# TASK GOAL:
Update the lines below by replacing each occurrence of "photo" with "image" and keeping everything else the same. Omit the pictures from your output.

# PROVIDED INFORMATION:

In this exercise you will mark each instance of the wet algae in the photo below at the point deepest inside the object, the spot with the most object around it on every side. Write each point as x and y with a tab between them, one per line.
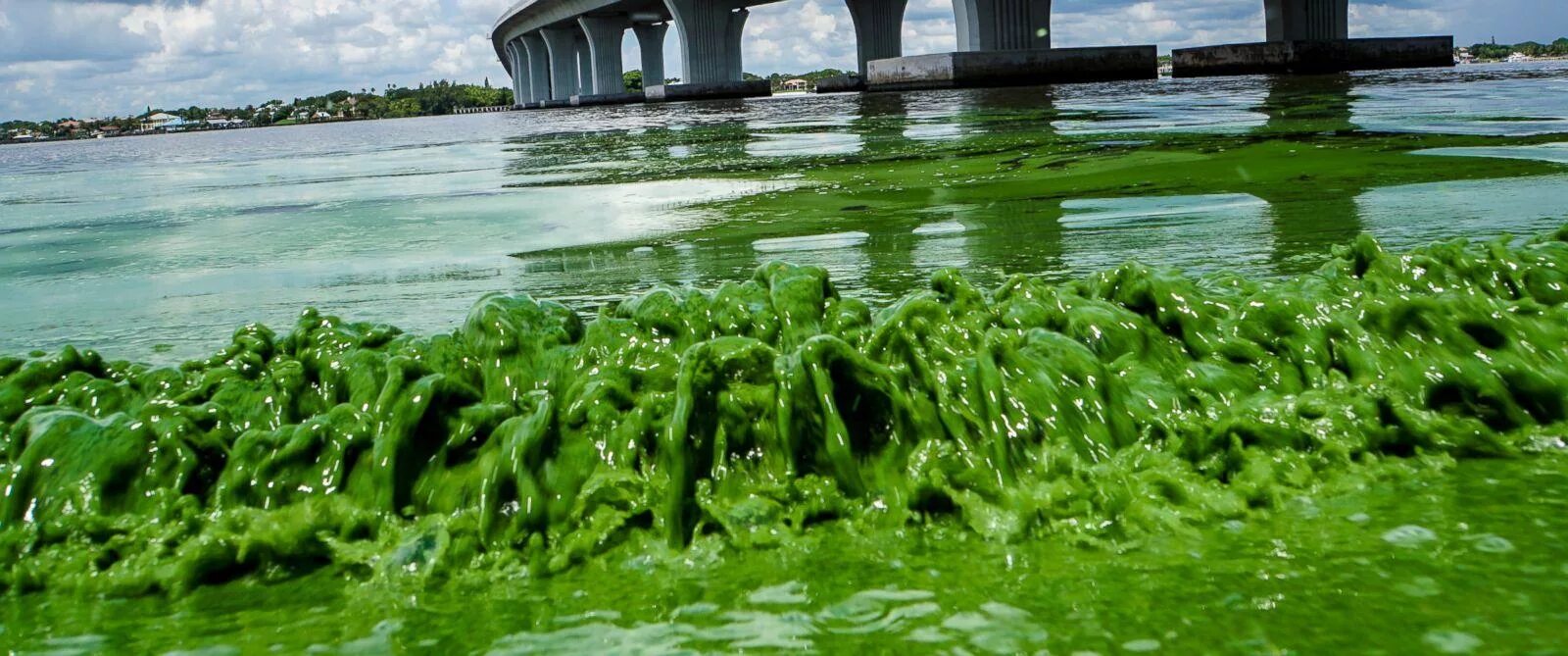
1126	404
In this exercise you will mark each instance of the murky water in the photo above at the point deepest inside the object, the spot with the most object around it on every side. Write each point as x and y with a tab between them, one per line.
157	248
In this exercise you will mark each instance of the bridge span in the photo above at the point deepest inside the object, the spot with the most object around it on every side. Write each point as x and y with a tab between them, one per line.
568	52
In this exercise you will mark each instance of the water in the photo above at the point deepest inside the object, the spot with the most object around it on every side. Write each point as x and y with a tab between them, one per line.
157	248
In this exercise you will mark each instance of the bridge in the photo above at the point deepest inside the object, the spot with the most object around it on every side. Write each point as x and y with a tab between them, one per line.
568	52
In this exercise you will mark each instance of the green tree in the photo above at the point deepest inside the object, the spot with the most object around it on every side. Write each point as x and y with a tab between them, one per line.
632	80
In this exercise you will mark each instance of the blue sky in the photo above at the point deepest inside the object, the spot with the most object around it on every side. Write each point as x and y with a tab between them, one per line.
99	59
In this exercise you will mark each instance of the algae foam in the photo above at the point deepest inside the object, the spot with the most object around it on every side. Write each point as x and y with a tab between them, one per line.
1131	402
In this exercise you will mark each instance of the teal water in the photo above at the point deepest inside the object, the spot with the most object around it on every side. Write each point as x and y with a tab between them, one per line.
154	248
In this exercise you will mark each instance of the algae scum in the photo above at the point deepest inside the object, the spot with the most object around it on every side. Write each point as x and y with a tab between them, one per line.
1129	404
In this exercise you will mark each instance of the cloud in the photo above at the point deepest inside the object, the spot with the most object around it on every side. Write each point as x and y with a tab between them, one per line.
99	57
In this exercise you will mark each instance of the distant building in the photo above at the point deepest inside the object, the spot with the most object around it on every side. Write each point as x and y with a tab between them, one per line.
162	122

# WORKED ANSWER:
In this exercise you will mark each instance of the wet algae in the image below at the point deepest inside the object, the spot with the most object around it on every side. Write each point as x and y with a tab between them, one per line.
1126	404
In this exercise you will mark each instance of the murky water in the image above at the point deepest inside the object, the spot with the most object around it on every side. Write each point as x and y with a tab between them, one per line.
157	248
In this exercise you will mark each instance of the bridge span in the image above at the point deepest inside the object, the spot with the most object around it on every side. Write each point as x and y with a tab between them, one per line.
568	52
In this exercise you will mark each instance of the water in the image above at the point deepest inside the object, the spot with the most object around it on every side. Write each point as x and y with a tab between them, one per line.
157	248
In this exercise you will mark each instance of the bridge in the image above at the point deepest inside the object, the spot with the most object around it on every side. Write each point as x and y with a tab between them, one per line.
568	52
In this exercise you will mark each instance of the green tree in the image above at the point deepest inside the object, the spot with the most object around it on every side. Write each point as x and y with a tab between them, one per line.
632	80
In this exercise you will mark each instance of the blue sky in the image above at the point deepest inside the object, the spot with the most object around it on every side. Write each point as x and y with a tab between them, one per line.
99	59
In this exercise you will mark each instance of the algae foam in the image above at the point deepest inside the object, the spot with the most object around it on every side. Write each point as x and y with a tab between them, one per line.
1131	402
In this exercise you will mark each instance of the teal water in the image above at the point deepest inside the object, the spot with the most object around it on every side. Write each point as x and y with a tab between them, one per line.
154	248
In this exercise you will mark each instance of the algae scum in the image above at the point deepest inside the object, the spot with the most object around it on every side. Write each point as x and y with a tab between them, one per line.
1129	404
In this exercise you will mark each instance of the cloud in the image above at the point deepest inside the object, the spot with the most object around it on every side. Write each point as x and y with a tab between them, one per line.
99	57
In this exercise you will mark each instance of the distant building in the image above at the point deepest inside the object, the spot with the most object around it on every side. Write each point as x and y with a tab between them, one per line.
162	122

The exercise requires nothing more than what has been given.